Written instruction: Repeat every line of the data below, requests included, multiplying each outline coordinate in the answers by 1.05 and rounding to the nearest whole number, with halves rounded up.

Data section:
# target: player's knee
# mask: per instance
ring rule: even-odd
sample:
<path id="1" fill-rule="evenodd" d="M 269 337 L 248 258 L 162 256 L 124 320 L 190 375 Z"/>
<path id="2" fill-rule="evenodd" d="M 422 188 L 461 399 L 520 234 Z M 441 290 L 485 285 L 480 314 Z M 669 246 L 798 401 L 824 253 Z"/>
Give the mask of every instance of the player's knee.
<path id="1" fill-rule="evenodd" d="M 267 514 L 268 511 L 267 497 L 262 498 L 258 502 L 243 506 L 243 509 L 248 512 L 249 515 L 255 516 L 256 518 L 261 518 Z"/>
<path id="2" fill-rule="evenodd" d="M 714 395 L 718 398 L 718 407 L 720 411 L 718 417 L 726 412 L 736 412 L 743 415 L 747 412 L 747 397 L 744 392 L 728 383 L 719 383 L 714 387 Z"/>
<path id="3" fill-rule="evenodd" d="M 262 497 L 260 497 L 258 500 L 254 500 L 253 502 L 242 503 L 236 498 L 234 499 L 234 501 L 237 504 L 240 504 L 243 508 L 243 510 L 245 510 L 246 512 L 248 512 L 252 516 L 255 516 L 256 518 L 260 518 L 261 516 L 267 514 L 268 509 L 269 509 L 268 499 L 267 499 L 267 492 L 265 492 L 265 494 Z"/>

Solved problem:
# target: player's knee
# mask: per instance
ring rule: even-odd
sample:
<path id="1" fill-rule="evenodd" d="M 269 337 L 248 258 L 162 256 L 124 320 L 190 375 Z"/>
<path id="2" fill-rule="evenodd" d="M 422 188 L 461 399 L 520 234 Z M 441 290 L 485 285 L 480 314 Z M 669 246 L 798 401 L 824 253 Z"/>
Give the mask of every instance of the player's knee.
<path id="1" fill-rule="evenodd" d="M 280 540 L 281 537 L 280 522 L 275 523 L 271 527 L 255 531 L 255 534 L 260 538 L 261 541 L 268 542 L 269 544 L 274 544 Z"/>
<path id="2" fill-rule="evenodd" d="M 750 415 L 754 418 L 754 427 L 756 432 L 754 438 L 762 433 L 773 433 L 780 436 L 784 433 L 784 417 L 781 412 L 764 402 L 755 402 L 750 406 Z"/>
<path id="3" fill-rule="evenodd" d="M 275 522 L 273 522 L 271 525 L 267 525 L 266 527 L 254 528 L 248 523 L 246 524 L 246 526 L 249 529 L 252 529 L 255 533 L 255 536 L 257 536 L 258 538 L 260 538 L 265 542 L 268 542 L 269 544 L 273 544 L 274 542 L 280 540 L 281 534 L 282 534 L 281 524 L 280 524 L 280 517 L 278 517 L 278 519 Z"/>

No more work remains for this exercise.